The Night Owl (PG13)
118 minutes, opens Thursday
The story: A royal acupuncturist in 17th-century Joseon Dynasty has day blindness, but sees at night and witnesses the murder of the crown prince. His effort to reveal the truth leads him into danger.
Crown prince So-hyun was found dead in 1645, presumably killed by poison.
The Night Owl is faction. South Korean writer-director An Tae-jin’s feature debut – a huge domestic hit– constructs a supremely tense dynastic thriller by adding the fictive acupuncturist character to the historical events surrounding the famously shocking incident.
Gyeong-su (Ryu Jun-yeol) is underestimated by everyone because of his visual impairment, but his other senses are acute. He hears all that passes behind the palace walls. And he is nimble with his needles, using them ingeniously in a manner not prescribed in any traditional Chinese medicine manual to deliver justice after exposing a vast political conspiracy involving the king (Yoo Hae-jin), his physician (Choi Moo-sung) and the premier (Jo Sung-ha). There are betrayals and beheadings amid the bloodthirsty power struggle.
What can a commoner do when his own life is at stake? Who would even believe a blind man as a witness? This is a movie of rich ironies, with Gyeong-su a deeply sympathetic hero in his courage and decency.
“Humble people pretend they can’t see to survive,” he says, and yet, blindness can be a blessing and seeing a curse for showing the evil people do.
Hot take: And you thought acupuncture was only for treating indigestion.
The Pale Blue Eye (M18)
128 minutes, on Netflix
The story: Christian Bale stars as a retired detective who recruits a wily West Point cadet named Edgar Allan Poe (Harry Melling) to help solve a series of grisly homicides at the United States Military Academy in 1830 New York.
The Pale Blue Eye continues Bale’s run of dramas with his Out Of The Furnace (2013) and Hostiles (2017) writer-director Scott Cooper – although “run” may not be the best word for this slow-going gothic whodunnit based on Louis Bayard’s 2003 bestseller.
Cadets are being slain with their hearts carved out amid the grey winter gloom, and Bale’s solemn ex-constable Augustus Landor is methodical in his sleuthing despite the scandal-shy academy hurrying him to conclude the investigation.
Thankfully, there is a hammy Melling to help viewers pass time. All grown up from his Dudley Dursley days in the Harry Potter films (2001 to 2011), he plays Poe as an overweening pasty-faced weirdo excited by the macabre. “I am a poet,” he announces to Landor.
That he is. The father of modern detective fiction was also briefly a military student.
These are the only biographical truths in an invented origin story of Poe that recasts the budding author as amateur gumshoe, fighting black magic and the ghosts of loved ones alongside fictitious mentor Landor.
The duo’s central relationship ends in a bizarre climactic twist. Everyone is a suspect in a movie with a murderers’ row of supporting players including Toby Jones, Timothy Spall, Gillian Anderson and Robert Duvall. Even the titular raven from Poe’s 1845 poem gets a cameo.
Hot take: The storytelling is plodding, nothing Poe-tic about it, but Poe himself is a lively, eccentric presence.

Task item - According to the film reviews above, who plays Edgar Allan Poe in The Pale Blue Eye?

Provided records -
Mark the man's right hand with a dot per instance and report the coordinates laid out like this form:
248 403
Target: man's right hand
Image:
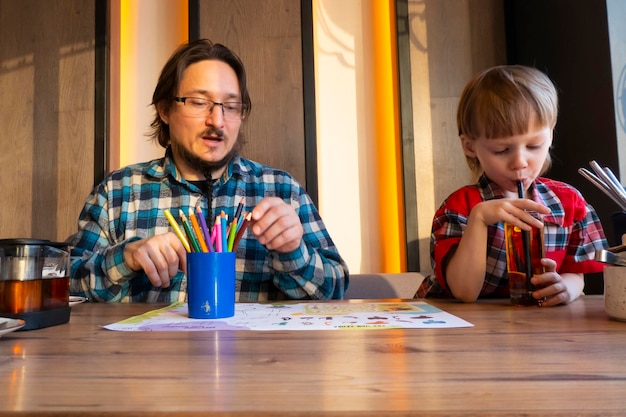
160 257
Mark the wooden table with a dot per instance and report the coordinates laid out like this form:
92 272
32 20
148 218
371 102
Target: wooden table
568 360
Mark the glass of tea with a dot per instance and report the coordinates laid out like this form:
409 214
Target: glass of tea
518 242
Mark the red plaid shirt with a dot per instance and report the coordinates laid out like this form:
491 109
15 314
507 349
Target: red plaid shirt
572 234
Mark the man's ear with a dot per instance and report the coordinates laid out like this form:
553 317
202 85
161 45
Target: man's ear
468 146
164 112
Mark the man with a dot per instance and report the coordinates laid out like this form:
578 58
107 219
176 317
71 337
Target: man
125 250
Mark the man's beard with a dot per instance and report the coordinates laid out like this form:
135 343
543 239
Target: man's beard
200 165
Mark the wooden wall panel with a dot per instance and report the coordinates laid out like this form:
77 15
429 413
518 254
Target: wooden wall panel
46 115
267 37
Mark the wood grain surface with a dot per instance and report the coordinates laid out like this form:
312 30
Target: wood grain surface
569 360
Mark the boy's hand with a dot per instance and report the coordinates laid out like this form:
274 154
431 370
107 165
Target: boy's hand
510 210
556 289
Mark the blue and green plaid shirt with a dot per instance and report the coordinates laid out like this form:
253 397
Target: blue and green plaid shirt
129 205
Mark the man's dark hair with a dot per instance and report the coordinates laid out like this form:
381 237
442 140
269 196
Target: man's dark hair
169 80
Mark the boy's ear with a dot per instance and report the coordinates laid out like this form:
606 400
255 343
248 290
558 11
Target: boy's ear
468 146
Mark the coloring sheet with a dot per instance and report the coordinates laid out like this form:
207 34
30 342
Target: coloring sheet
299 316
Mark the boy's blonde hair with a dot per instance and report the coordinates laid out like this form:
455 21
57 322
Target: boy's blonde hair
501 101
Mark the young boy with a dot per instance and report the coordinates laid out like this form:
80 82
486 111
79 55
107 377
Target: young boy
506 117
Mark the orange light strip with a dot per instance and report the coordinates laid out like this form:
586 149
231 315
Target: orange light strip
391 194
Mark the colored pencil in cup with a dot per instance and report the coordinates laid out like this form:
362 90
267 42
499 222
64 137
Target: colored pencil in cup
205 229
196 228
190 234
177 230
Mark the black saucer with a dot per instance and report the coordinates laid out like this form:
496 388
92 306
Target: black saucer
40 319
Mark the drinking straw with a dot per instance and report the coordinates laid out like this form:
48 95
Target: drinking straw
190 234
196 228
177 230
526 243
205 229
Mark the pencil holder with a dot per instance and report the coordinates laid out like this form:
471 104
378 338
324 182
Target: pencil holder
211 284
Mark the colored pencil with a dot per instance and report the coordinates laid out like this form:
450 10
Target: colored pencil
224 232
177 230
196 228
242 229
205 229
238 211
190 235
218 234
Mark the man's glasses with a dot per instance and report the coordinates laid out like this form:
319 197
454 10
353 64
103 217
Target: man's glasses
201 107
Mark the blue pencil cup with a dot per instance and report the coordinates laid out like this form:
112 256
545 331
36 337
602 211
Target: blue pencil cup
211 284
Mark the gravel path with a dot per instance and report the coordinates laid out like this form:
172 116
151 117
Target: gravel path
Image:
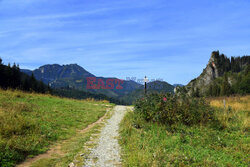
107 151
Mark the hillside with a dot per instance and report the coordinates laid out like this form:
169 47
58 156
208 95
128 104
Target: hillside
30 123
152 87
217 67
74 76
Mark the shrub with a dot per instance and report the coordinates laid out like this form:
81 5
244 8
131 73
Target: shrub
169 109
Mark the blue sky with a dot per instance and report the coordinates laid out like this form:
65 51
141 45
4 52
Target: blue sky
164 39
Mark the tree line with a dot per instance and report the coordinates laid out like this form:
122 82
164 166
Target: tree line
12 77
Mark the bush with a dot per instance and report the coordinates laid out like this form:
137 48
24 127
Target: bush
169 109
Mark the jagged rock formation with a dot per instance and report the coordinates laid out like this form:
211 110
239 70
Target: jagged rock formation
217 66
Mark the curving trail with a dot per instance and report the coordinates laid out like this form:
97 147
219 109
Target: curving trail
107 151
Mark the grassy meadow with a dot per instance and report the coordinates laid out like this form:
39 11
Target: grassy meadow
225 143
30 123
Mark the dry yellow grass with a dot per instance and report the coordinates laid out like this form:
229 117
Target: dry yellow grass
238 103
237 106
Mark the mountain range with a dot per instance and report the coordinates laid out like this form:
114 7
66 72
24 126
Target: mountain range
74 76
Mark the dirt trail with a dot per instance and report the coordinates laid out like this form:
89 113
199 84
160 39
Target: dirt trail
107 151
56 149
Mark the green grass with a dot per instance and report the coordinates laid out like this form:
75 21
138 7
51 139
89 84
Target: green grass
30 123
152 144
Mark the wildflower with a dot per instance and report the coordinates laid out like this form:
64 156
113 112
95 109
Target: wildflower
164 99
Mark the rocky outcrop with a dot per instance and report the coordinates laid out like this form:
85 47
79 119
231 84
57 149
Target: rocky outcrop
217 66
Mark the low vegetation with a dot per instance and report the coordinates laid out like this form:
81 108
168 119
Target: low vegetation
30 122
186 136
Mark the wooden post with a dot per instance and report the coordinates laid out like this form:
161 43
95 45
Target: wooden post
145 85
224 102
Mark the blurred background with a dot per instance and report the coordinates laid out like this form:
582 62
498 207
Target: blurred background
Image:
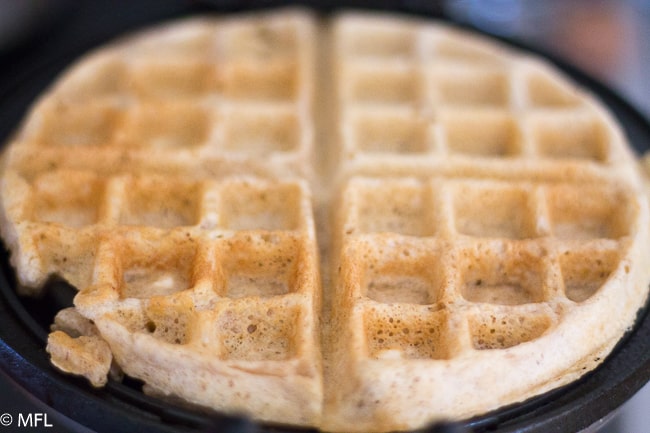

Written response - Harry Melling